• [The records]:
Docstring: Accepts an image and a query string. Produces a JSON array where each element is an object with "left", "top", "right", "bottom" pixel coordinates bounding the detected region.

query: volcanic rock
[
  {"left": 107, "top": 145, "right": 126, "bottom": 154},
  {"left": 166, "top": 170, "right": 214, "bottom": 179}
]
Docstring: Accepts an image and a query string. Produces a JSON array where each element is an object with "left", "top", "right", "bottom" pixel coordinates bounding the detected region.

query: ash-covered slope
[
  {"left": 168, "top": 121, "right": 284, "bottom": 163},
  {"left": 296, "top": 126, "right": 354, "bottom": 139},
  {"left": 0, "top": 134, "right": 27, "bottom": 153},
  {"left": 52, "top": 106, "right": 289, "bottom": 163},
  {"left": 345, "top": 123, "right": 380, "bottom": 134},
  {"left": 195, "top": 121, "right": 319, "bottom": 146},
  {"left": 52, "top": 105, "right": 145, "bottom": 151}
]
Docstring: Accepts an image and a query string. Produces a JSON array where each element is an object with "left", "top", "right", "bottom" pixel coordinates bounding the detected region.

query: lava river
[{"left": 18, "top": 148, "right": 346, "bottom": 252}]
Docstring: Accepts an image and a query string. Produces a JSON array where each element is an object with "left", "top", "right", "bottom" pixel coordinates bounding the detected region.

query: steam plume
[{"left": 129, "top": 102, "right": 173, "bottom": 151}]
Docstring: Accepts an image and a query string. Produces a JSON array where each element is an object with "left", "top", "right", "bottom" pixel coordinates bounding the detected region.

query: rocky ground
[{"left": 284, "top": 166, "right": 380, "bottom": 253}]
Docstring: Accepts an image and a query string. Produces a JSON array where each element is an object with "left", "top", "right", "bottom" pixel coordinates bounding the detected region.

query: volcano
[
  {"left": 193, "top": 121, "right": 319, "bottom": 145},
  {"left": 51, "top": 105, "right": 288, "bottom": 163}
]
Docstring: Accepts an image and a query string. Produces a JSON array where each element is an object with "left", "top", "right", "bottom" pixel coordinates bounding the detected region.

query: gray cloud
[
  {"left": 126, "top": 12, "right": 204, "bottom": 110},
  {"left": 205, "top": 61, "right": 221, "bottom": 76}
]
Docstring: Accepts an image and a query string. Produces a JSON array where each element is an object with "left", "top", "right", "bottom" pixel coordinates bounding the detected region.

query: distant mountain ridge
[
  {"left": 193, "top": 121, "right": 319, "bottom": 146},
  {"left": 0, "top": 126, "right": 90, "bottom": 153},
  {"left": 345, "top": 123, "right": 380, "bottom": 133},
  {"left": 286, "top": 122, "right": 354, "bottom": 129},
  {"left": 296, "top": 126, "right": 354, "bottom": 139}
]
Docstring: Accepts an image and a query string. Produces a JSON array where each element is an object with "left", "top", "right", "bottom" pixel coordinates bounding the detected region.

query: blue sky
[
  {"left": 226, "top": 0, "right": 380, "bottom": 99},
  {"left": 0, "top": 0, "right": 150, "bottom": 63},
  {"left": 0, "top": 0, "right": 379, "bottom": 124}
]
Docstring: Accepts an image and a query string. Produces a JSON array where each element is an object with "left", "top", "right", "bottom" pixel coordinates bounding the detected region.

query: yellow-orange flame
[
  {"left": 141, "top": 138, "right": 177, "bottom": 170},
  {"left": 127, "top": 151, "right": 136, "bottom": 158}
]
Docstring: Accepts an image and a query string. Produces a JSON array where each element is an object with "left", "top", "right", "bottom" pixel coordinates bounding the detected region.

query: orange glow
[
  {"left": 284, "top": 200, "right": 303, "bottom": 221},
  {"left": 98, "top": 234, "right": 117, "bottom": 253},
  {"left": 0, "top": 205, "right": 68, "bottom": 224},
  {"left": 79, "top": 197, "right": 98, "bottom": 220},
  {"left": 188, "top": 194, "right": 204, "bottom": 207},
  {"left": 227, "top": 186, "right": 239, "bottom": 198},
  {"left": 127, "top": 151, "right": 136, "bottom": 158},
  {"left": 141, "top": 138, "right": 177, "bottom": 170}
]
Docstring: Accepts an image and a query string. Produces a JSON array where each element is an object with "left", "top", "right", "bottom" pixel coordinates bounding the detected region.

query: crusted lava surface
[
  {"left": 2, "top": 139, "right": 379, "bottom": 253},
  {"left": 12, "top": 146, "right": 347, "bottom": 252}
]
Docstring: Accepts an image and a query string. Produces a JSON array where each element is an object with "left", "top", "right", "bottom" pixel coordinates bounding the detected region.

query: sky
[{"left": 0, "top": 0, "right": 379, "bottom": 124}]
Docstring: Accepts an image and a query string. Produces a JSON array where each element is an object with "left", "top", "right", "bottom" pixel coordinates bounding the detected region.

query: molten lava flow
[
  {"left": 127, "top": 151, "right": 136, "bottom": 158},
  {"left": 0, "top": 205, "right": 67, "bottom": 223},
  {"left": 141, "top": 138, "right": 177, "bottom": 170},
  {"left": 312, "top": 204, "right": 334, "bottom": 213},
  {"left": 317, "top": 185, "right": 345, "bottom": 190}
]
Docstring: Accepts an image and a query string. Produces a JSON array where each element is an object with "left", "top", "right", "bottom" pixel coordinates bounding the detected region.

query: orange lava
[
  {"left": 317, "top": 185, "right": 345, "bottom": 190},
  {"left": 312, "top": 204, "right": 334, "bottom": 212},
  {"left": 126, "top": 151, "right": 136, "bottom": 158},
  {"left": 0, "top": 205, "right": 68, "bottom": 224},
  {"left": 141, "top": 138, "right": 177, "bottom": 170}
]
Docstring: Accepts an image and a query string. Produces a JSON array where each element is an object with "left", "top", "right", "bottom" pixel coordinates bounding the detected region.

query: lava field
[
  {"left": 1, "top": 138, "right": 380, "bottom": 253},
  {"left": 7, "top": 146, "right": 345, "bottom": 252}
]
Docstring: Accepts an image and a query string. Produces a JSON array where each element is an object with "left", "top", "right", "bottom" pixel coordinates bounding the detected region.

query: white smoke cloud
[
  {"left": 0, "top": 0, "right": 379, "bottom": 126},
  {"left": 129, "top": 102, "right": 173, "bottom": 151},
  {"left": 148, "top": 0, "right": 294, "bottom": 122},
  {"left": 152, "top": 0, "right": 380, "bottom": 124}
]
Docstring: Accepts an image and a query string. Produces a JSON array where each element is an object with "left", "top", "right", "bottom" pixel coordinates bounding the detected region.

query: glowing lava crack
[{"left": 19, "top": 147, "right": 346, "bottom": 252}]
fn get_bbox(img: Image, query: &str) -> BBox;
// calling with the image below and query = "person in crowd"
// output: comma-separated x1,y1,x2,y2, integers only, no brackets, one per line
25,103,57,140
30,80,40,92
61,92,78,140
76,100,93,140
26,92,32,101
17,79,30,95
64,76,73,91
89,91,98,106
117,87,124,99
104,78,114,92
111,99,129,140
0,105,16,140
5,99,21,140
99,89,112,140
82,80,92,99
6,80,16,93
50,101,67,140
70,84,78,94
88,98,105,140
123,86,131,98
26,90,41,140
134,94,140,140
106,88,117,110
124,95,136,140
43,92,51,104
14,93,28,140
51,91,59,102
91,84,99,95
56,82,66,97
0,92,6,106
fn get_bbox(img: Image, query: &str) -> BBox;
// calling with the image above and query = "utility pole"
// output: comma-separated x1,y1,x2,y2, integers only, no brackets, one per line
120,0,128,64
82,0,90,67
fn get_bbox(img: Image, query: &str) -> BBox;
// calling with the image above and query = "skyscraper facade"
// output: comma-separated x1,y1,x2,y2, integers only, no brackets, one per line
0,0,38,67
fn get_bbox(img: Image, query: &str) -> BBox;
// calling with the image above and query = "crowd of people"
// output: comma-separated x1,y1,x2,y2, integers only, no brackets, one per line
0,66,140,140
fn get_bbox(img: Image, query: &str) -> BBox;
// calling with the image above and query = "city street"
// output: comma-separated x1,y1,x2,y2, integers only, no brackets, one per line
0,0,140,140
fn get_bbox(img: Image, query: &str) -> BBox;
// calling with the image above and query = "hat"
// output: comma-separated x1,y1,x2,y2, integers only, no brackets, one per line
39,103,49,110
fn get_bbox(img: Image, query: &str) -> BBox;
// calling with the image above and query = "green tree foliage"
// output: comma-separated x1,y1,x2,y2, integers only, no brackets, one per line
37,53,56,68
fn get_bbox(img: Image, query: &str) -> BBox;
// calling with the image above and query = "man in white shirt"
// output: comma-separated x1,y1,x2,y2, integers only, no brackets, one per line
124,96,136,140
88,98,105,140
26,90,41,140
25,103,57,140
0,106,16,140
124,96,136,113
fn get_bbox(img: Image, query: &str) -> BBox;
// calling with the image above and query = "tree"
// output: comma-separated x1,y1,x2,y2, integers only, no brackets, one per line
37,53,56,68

• [To do]: When a line in the listing has the word "calling", return that line.

• [Written solution]:
// calling with the image below and query = "person in crowd"
// calling with the image above and query = "utility pole"
// calling with the image above and query = "skyscraper facade"
// calling with the image above and query = "crowd of people"
// calling with the image above and query = "city street"
// calling with the image above and query = "hat"
// calling with the image above and query = "green tree foliage"
// calling with the image above and query = "man in white shirt"
// calling with the image above and query = "tree"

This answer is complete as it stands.